#### [What you will do]
Gather every line in the material below that has the word "plate" in it, and copy each of those lines out in full.

#### [Dataset rows]
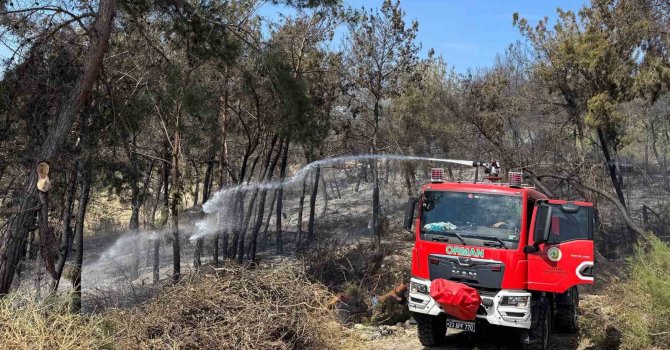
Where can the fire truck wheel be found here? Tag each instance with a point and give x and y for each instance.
(431, 329)
(566, 317)
(540, 326)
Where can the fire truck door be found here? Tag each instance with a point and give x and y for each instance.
(564, 256)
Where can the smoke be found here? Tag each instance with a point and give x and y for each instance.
(220, 211)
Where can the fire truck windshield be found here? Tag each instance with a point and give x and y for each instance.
(481, 217)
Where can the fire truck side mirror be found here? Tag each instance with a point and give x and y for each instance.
(542, 224)
(409, 214)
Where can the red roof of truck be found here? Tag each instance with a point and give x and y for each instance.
(484, 187)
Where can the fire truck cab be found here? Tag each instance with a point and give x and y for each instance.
(522, 252)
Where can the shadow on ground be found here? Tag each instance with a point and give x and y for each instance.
(499, 338)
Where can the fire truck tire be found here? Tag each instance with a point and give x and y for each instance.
(566, 316)
(432, 329)
(540, 326)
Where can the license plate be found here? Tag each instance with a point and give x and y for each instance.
(461, 325)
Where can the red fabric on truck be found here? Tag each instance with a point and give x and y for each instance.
(456, 299)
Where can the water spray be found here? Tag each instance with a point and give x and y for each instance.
(216, 203)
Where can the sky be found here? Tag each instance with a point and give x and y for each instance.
(467, 33)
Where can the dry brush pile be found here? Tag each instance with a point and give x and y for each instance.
(232, 308)
(28, 324)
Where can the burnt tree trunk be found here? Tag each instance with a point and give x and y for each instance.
(261, 204)
(375, 182)
(175, 197)
(612, 167)
(301, 206)
(13, 242)
(78, 243)
(280, 200)
(267, 221)
(312, 204)
(165, 181)
(252, 201)
(66, 238)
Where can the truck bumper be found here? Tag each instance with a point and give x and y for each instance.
(490, 310)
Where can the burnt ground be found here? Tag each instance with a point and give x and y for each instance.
(493, 338)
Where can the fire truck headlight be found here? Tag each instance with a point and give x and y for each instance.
(518, 301)
(418, 288)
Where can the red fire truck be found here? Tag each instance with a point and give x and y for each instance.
(506, 251)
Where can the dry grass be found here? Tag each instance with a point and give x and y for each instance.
(232, 308)
(633, 312)
(27, 324)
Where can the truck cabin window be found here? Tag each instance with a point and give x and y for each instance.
(475, 216)
(569, 225)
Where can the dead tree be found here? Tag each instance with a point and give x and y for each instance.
(280, 200)
(11, 246)
(312, 204)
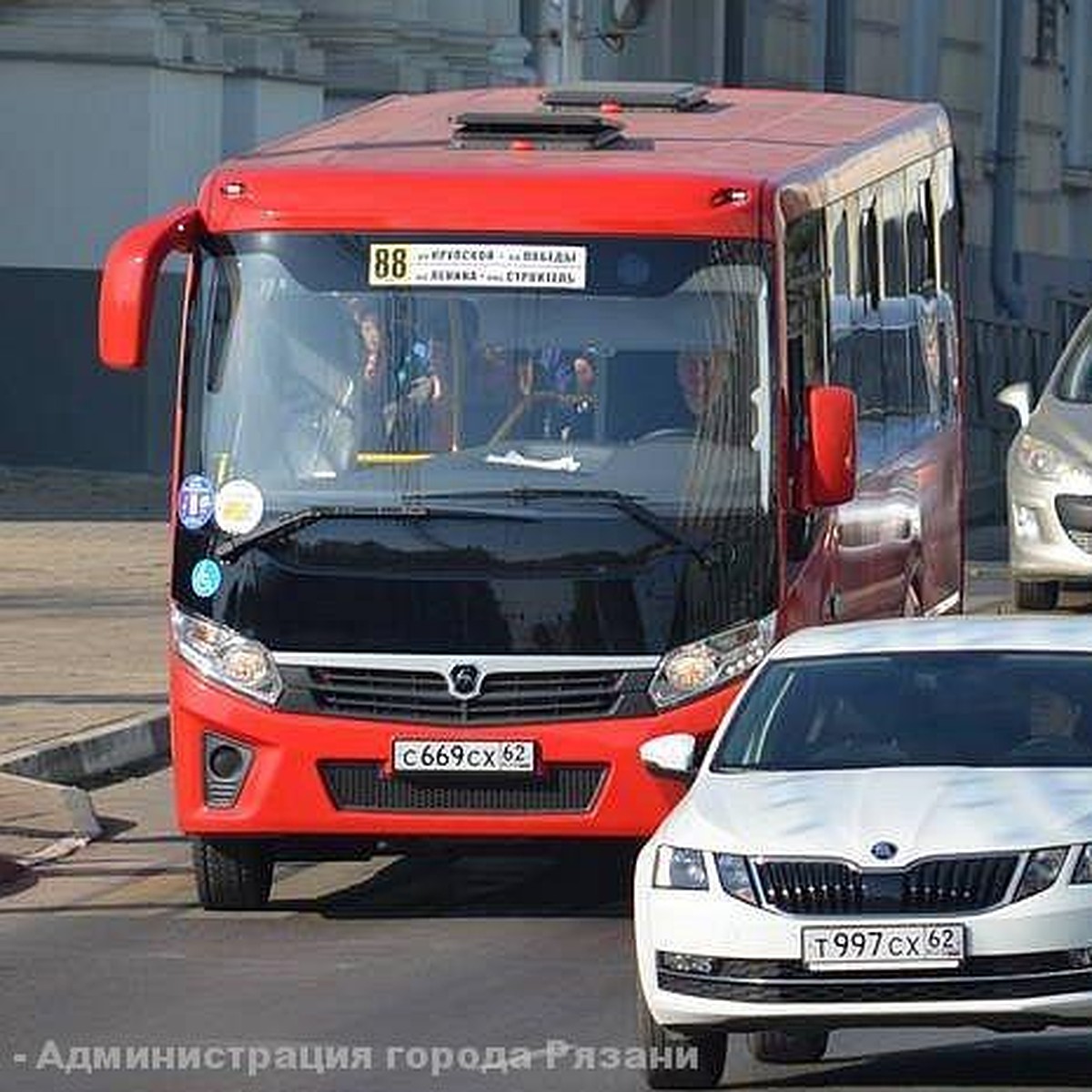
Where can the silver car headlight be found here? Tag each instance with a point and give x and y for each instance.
(1046, 461)
(224, 656)
(691, 670)
(735, 877)
(1082, 871)
(681, 868)
(1041, 872)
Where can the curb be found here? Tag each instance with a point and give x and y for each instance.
(83, 756)
(57, 768)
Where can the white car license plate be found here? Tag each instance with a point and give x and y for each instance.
(453, 756)
(882, 947)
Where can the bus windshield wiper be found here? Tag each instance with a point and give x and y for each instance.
(623, 501)
(292, 522)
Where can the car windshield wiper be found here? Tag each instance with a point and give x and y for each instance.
(625, 502)
(290, 522)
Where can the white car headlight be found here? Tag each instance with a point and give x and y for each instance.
(224, 656)
(1082, 871)
(1046, 461)
(677, 867)
(691, 670)
(1041, 872)
(735, 877)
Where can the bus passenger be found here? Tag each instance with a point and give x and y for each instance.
(557, 388)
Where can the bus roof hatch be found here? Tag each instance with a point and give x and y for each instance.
(534, 129)
(632, 96)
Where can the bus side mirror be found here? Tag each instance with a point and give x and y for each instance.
(830, 470)
(674, 756)
(126, 293)
(1016, 397)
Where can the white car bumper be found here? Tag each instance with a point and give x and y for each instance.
(1026, 965)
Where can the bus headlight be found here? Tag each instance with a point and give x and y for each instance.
(691, 670)
(224, 656)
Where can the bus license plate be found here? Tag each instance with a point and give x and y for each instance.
(448, 756)
(864, 947)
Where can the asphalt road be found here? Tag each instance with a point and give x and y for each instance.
(107, 961)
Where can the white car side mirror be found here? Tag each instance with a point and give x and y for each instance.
(672, 754)
(1016, 397)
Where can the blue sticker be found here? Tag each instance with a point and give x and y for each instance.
(207, 578)
(197, 500)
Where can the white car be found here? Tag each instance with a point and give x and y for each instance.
(1048, 479)
(893, 825)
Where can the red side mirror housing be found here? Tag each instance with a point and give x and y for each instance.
(126, 293)
(830, 470)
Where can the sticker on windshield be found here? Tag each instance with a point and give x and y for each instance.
(196, 501)
(206, 578)
(478, 265)
(239, 507)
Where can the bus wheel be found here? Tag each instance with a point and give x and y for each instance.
(776, 1044)
(1036, 594)
(232, 875)
(676, 1059)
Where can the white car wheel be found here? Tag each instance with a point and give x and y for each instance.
(709, 1049)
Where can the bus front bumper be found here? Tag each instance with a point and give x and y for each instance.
(316, 775)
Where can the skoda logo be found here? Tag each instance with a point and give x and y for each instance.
(463, 681)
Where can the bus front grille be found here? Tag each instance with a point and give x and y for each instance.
(423, 697)
(363, 786)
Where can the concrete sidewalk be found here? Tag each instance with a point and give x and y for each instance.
(83, 632)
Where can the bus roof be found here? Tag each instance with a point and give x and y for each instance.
(392, 167)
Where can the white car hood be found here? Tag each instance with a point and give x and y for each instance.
(922, 811)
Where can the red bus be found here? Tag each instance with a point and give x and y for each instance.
(513, 426)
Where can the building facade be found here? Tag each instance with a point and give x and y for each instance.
(115, 109)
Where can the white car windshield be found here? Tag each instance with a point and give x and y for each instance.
(976, 709)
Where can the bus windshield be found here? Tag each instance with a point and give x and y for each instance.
(326, 370)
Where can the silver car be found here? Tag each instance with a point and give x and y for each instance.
(1049, 479)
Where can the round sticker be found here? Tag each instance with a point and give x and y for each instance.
(207, 578)
(196, 501)
(239, 507)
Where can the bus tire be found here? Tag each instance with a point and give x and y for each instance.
(789, 1047)
(661, 1044)
(1036, 594)
(232, 875)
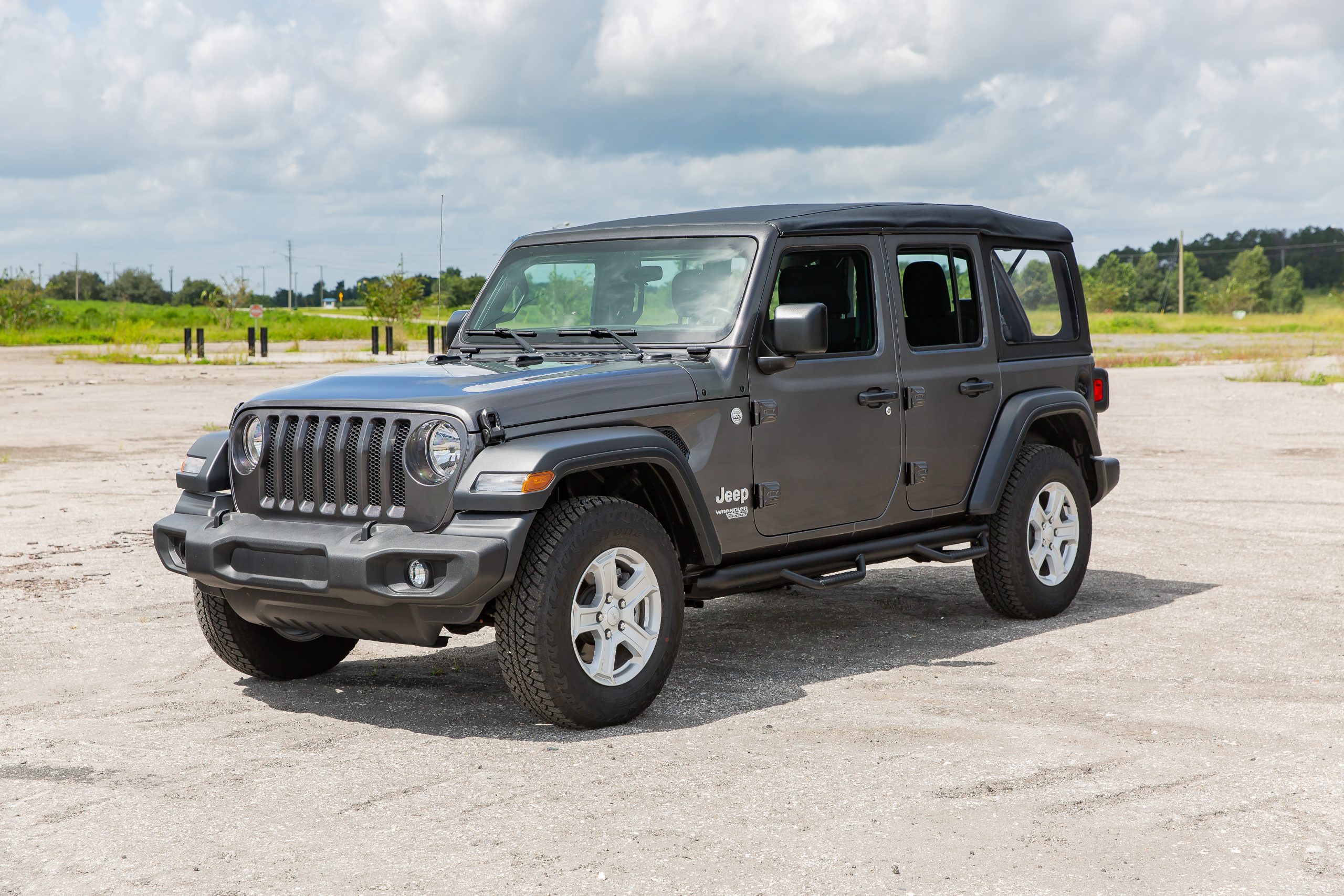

#### [The response]
Where can the license plate be found here? Tag each instance with a point and give x and y for each instance.
Where can the white car license plate be found here? Tag each instance with a point and give x and y for each instance.
Where can the bus license plate be found here? Tag each instance with a point and give x and y for each instance.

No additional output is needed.